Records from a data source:

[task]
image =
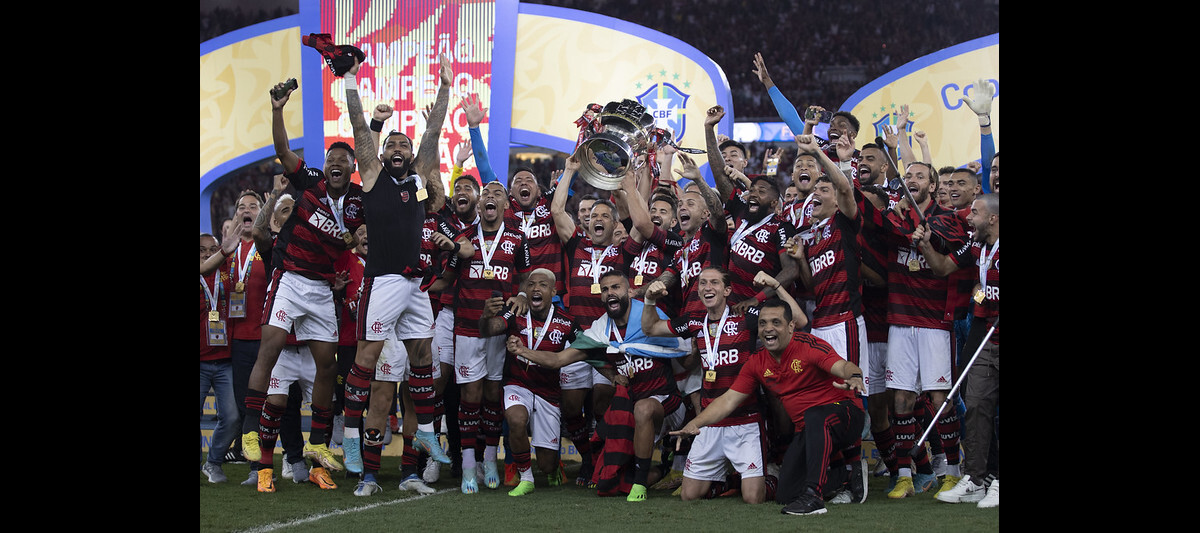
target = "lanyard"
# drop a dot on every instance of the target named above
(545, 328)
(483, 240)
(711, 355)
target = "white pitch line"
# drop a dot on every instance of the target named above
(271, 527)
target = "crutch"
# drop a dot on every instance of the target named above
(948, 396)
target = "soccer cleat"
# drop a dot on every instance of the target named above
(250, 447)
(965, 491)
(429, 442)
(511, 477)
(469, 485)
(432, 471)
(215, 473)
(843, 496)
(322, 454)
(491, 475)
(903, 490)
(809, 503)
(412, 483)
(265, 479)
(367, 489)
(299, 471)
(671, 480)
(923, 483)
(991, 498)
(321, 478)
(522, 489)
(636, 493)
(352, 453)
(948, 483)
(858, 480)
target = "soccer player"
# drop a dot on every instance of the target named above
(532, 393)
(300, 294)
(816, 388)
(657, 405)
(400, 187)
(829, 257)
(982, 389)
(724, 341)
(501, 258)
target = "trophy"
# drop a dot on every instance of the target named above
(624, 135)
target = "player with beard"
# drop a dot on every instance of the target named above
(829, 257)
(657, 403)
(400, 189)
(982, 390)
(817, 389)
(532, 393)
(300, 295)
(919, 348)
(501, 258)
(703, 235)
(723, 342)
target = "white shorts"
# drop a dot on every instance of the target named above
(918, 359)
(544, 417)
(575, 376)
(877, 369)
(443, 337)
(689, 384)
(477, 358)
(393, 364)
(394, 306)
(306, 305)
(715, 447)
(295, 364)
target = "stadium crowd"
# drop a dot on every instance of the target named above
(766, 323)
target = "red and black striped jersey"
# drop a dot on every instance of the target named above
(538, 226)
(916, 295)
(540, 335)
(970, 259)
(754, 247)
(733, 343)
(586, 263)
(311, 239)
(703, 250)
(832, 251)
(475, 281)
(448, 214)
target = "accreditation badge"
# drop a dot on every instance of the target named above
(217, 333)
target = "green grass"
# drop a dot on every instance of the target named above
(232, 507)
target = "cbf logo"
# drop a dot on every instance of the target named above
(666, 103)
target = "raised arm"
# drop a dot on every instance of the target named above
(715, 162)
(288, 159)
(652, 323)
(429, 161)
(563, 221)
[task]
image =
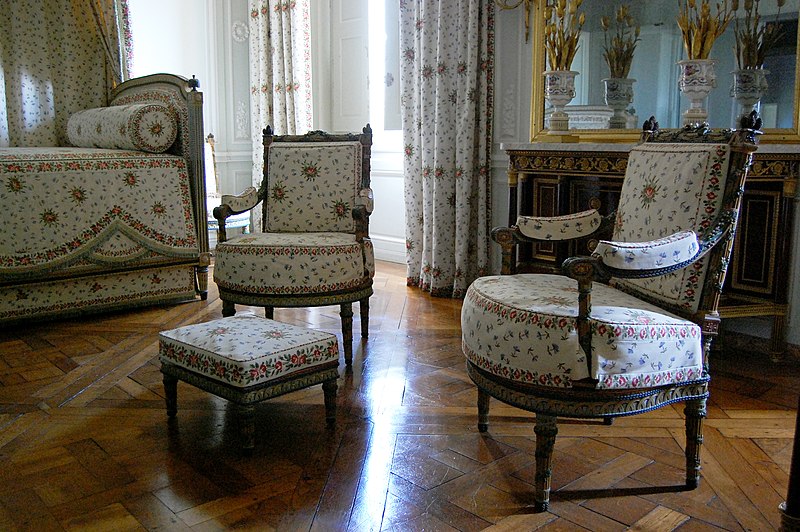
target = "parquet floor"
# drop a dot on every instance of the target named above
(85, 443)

Set exercise: Copy the whole listing above word for word but do not carry over the pictures.

Expected answer:
[task]
image =
target = "lanyard"
# drop a dot on every instance of the target named above
(545, 328)
(483, 240)
(711, 355)
target = "white pitch line"
# drop a dot on every instance of the target named above
(271, 527)
target = "crutch"
# drop a dot on every instance of the target named above
(948, 396)
target = "soccer cleat"
# drop a dot on every instance of the target named above
(250, 447)
(965, 491)
(429, 442)
(511, 477)
(469, 485)
(432, 471)
(215, 473)
(843, 496)
(322, 454)
(491, 475)
(903, 490)
(809, 503)
(412, 483)
(265, 479)
(367, 489)
(299, 471)
(671, 480)
(923, 483)
(991, 498)
(321, 478)
(522, 489)
(636, 493)
(352, 453)
(948, 483)
(858, 480)
target = "soccer player"
# drop a dot on every instance of the target named above
(532, 393)
(300, 294)
(816, 388)
(657, 405)
(400, 187)
(829, 257)
(982, 389)
(724, 341)
(501, 258)
target = "trophy"
# drop a dot on every instance of the target named above
(624, 135)
target = "player with beard"
# drop a dot on every instance of the target named above
(829, 257)
(657, 403)
(400, 189)
(982, 390)
(817, 389)
(532, 393)
(300, 295)
(919, 348)
(501, 258)
(703, 235)
(723, 342)
target = "white shorts"
# drop a dot on every instance of the target named above
(918, 359)
(544, 417)
(575, 376)
(877, 369)
(443, 337)
(689, 384)
(477, 358)
(393, 364)
(394, 306)
(306, 305)
(715, 447)
(295, 364)
target = "stadium crowd"
# drop a dot on every instance of the target named above
(766, 323)
target = "red and black striped jersey"
# drop a dot on every instance of the target named above
(538, 226)
(916, 295)
(540, 335)
(970, 259)
(754, 247)
(733, 343)
(586, 263)
(311, 239)
(703, 250)
(832, 251)
(475, 281)
(448, 214)
target = "accreditation badge"
# drop a dot on every instance of the target named above
(217, 333)
target = "green grass"
# drop a dot on every instance of the target named above
(232, 507)
target = "cbf logo"
# drop a dot on every instance of the target named above
(666, 103)
target = "raised arm"
# drop a dot on every instance of the target named above
(715, 162)
(288, 159)
(652, 323)
(429, 161)
(563, 221)
[task]
image =
target = "parquet floor"
# drop a dot on every instance of the target named above
(85, 443)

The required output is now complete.